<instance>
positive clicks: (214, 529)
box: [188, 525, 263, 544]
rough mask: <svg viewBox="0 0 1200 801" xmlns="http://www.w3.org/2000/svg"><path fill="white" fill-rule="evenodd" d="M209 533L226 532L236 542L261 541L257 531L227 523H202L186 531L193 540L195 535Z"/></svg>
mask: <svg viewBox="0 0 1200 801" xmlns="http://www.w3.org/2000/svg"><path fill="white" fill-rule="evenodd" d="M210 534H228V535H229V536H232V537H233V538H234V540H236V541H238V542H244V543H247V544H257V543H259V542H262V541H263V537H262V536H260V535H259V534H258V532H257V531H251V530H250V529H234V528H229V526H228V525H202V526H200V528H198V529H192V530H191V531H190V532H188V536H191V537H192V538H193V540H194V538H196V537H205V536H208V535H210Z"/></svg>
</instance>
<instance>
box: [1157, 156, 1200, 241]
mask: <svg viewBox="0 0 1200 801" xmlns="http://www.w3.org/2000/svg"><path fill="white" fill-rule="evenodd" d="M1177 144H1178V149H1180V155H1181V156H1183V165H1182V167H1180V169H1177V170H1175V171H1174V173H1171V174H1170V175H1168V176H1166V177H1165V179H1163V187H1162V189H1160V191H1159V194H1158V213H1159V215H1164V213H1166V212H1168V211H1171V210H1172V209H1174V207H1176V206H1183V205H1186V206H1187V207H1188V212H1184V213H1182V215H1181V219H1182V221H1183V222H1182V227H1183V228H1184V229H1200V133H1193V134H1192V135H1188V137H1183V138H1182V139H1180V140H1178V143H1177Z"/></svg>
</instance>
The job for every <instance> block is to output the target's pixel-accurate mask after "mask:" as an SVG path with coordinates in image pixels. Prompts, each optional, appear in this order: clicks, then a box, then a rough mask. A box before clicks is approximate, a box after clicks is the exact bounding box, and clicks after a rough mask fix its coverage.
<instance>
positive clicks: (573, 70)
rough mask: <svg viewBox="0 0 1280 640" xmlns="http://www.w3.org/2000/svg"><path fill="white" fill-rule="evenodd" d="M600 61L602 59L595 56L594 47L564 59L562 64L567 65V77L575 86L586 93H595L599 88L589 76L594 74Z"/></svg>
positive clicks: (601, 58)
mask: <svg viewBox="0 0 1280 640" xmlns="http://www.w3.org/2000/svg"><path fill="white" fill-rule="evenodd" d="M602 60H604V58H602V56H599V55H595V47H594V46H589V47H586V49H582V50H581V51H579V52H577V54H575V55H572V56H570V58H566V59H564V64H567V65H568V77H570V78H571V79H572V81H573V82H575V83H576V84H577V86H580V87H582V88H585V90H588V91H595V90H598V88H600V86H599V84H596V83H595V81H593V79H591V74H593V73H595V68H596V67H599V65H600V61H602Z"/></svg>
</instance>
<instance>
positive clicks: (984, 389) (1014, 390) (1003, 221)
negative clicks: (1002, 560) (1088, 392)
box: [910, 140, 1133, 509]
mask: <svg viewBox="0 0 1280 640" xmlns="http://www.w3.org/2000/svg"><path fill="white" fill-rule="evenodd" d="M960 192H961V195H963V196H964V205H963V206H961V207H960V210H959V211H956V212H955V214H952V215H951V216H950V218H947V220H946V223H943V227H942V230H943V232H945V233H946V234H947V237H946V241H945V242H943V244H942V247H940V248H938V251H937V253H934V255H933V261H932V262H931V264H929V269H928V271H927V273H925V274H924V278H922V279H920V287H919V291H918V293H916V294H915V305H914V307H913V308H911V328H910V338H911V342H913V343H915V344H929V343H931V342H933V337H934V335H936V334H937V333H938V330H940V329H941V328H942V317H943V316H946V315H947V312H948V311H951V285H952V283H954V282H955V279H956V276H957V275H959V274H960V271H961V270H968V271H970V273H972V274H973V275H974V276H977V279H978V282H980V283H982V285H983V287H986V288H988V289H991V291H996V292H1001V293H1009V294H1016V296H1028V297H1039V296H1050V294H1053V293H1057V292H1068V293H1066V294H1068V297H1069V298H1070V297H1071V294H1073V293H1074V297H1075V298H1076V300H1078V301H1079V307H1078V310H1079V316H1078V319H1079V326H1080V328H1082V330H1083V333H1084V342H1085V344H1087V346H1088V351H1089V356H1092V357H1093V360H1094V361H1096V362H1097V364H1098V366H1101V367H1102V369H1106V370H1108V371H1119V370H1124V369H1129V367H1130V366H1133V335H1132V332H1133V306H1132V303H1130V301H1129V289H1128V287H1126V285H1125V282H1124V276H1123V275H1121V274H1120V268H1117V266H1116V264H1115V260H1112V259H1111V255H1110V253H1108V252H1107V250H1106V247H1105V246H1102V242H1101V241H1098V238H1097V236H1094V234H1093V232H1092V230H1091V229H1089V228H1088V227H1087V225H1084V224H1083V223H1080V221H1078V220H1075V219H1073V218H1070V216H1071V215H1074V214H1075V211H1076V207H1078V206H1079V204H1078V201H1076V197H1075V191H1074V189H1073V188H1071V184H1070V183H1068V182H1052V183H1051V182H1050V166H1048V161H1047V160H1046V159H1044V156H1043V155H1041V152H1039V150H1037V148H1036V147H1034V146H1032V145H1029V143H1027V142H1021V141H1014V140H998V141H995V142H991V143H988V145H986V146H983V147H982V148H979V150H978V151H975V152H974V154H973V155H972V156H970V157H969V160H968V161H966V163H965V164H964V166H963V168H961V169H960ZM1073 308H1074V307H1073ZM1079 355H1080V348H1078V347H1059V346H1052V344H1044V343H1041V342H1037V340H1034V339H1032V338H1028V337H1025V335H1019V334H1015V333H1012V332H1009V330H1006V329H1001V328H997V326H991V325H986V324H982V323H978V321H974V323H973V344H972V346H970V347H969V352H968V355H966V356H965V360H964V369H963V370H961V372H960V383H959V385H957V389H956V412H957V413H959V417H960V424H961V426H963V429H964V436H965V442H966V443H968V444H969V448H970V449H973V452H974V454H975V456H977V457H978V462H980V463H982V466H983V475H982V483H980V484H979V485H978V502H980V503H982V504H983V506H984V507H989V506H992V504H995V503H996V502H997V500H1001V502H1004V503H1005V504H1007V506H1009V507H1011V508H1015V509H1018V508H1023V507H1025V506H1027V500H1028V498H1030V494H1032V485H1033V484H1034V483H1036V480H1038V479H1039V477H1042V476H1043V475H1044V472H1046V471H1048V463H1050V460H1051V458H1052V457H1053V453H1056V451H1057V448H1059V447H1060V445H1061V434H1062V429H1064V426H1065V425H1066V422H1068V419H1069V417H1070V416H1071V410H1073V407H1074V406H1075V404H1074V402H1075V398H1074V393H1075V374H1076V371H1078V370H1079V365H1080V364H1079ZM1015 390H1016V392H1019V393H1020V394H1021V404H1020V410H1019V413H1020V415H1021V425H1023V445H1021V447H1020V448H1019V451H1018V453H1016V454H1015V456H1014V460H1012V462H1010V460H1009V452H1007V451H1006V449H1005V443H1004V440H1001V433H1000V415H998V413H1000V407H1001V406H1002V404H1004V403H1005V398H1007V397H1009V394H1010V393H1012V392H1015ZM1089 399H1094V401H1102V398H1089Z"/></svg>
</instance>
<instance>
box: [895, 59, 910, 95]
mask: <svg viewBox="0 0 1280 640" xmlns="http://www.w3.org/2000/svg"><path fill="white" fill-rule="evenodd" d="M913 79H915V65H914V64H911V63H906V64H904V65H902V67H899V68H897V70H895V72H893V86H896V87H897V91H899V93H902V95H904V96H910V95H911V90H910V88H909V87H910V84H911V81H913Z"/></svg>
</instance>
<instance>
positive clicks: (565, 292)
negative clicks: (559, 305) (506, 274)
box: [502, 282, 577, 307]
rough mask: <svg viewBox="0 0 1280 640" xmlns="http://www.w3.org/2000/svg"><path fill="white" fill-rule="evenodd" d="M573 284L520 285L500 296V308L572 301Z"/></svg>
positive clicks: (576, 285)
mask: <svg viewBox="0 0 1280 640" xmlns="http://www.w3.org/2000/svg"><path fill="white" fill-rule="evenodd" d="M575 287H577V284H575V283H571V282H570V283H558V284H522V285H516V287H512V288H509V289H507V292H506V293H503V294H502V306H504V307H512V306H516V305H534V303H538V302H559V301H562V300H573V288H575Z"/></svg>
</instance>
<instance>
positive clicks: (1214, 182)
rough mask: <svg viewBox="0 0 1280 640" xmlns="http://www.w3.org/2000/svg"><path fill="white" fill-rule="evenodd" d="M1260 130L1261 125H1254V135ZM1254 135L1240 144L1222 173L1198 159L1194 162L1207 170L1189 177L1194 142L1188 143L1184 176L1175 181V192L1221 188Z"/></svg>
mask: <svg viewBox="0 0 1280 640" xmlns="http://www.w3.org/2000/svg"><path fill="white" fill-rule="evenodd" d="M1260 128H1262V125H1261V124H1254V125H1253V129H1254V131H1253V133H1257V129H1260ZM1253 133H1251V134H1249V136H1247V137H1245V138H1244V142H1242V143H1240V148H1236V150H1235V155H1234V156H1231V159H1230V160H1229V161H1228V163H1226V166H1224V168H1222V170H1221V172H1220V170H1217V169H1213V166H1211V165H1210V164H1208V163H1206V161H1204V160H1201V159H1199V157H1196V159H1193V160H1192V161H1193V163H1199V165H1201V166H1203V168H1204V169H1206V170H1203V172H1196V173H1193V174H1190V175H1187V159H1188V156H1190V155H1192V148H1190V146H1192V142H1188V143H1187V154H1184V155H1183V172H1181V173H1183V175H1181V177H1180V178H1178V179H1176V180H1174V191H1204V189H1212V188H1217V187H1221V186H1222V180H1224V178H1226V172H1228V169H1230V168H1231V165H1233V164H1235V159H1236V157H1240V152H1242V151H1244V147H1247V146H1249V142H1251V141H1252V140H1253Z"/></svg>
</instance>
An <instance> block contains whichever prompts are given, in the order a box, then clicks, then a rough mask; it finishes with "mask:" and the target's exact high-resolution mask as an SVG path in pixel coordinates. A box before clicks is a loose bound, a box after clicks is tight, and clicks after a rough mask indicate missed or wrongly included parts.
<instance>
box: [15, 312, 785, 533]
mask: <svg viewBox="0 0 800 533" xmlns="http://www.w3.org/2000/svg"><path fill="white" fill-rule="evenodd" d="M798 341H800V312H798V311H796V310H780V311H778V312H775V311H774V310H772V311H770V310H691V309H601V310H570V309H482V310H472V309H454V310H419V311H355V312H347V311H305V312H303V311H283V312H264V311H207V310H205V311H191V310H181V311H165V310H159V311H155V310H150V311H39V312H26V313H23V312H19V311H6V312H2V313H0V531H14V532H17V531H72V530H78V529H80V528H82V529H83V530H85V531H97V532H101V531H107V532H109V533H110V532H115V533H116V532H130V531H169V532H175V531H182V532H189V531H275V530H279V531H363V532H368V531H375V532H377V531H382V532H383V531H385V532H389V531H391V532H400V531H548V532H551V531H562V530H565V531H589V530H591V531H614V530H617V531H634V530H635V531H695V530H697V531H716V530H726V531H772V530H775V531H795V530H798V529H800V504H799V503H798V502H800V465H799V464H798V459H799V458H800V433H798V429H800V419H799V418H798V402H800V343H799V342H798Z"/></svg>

## Task goal:
Pick out each line of the records that contains the word "coordinates" and copy it in full.

## Response to this task:
The job for every <instance> block is to output the target's pixel-accurate mask after "mask:" as an SVG path with coordinates in image pixels. Prompts, each optional, appear in this order: clicks, then a box, then a rough mask. A box before clicks is approximate, a box after clicks is the exact bounding box, and clicks after a rough mask fix its coverage.
An <instance> block contains whichever prompts are given, in the order a box, then clicks, then a rough mask; it finishes with "mask:" and the target's exact high-resolution mask as an SVG path in pixel coordinates. A box before clicks is a loose bound, a box after clicks is tight, and clicks after a rough mask indicate missed or wrongly included parts.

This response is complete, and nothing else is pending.